**Exercise instructions**
Convert every line of the entries below into a Markdown table with the columns Row and Line, numbering each line in order and leaving out blank lines. Keep the pictures out of the answer.

**Image object location entries**
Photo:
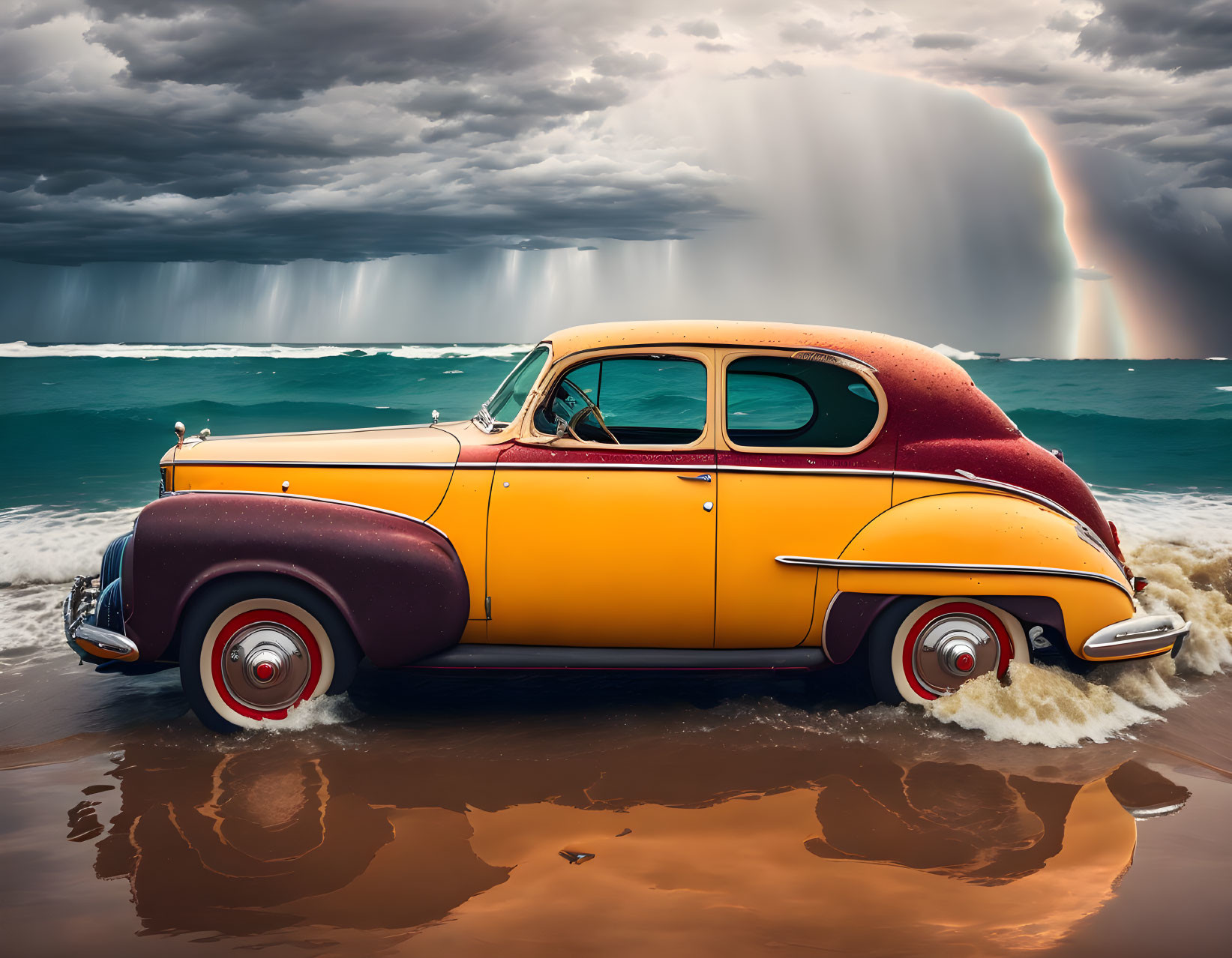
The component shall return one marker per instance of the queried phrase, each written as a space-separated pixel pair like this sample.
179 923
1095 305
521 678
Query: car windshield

**Task solution**
| Row | Line |
|---|---|
| 1 | Photo: |
| 2 | The component shall return one marker per instance of the queried phrase, each written as a space-separated pixel pair like this sample. |
| 3 | 179 923 |
| 4 | 1095 305 |
| 5 | 521 678 |
| 6 | Query: car windshield |